![]() | Na década de 1970, pesquisadores médicos tiveram um problema. Eles estavam descobrindo a base molecular de várias doenças, o que lhes permitiu desenvolver medicamentos que pudessem atacar essas doenças na fonte. Algo super inovador. Ainda é legal, mas é menos inovador agora. Infelizmente, ter um medicamento que funciona no papel e um medicamento que funciona em humanos são duas coisas diferentes. |

O corpo está sempre em alerta para coisas que não pertencem a ele, então um medicamento precisa chegar ao seu destino sem que o fígado, os rins ou o sistema imunológico mostrem a porta. Um pesquisador teve uma ideia ousada, uma ideia tão ousada que ninguém acreditava que pudesse funcionar. Veja como ele provou que todos estavam errados, e provavelmente ajudou você de uma forma ou de outra.
Na década de 1970, Judah Folkman, um pesquisador do câncer, tentava resolver dois pequenos problemas. Primeiro, ele estava tentando curar o câncer. Nada demais. E, segundo, desenvolver um sistema que permitisse que um medicamento fosse administrado lenta e uniformemente por um longo período dentro do corpo de um paciente.

(TAREFA): Segundo o trecho apresentado, quais partes do corpo podem impedir que um medicamento chegue ao seu destino?

(DADOS EXTRAÍDOS):
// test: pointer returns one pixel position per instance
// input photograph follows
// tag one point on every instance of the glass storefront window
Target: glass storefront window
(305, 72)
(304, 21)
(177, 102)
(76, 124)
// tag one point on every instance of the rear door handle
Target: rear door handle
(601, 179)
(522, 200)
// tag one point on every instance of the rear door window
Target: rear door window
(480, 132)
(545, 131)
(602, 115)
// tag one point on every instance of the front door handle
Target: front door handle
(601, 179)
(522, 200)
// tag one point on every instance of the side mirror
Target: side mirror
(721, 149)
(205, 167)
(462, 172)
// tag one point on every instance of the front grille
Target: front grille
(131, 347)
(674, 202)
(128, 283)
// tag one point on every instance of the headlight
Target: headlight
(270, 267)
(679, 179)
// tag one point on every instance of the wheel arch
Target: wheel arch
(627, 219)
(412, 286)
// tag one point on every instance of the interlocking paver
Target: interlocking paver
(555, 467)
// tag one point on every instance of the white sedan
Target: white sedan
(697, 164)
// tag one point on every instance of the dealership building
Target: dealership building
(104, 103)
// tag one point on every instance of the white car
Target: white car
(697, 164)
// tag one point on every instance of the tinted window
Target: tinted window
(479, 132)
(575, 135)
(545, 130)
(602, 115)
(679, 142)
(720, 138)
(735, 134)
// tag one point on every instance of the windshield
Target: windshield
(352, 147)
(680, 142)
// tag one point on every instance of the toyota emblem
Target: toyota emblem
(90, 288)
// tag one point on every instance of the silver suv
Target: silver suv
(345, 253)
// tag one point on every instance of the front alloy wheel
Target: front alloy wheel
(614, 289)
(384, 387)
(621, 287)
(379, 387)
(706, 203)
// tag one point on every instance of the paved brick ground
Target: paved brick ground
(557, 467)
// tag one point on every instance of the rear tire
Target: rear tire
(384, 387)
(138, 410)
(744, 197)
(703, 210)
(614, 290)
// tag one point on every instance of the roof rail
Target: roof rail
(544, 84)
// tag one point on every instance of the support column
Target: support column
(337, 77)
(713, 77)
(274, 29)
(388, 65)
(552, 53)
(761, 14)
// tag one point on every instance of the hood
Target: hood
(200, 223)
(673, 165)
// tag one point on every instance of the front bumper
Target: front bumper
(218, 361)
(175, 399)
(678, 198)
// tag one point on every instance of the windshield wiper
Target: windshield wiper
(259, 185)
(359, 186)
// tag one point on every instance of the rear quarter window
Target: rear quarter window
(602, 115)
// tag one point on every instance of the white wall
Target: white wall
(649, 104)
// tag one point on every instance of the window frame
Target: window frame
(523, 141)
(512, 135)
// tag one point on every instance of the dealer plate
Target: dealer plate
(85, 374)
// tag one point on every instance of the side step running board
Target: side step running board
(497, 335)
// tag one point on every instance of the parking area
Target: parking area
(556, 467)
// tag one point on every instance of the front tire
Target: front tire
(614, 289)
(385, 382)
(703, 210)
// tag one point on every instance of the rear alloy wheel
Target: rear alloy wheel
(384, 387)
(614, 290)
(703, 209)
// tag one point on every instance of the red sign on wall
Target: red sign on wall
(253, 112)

(ESPAÇO DE RESPOSTA):
o fígado
os rins
o sistema imunológico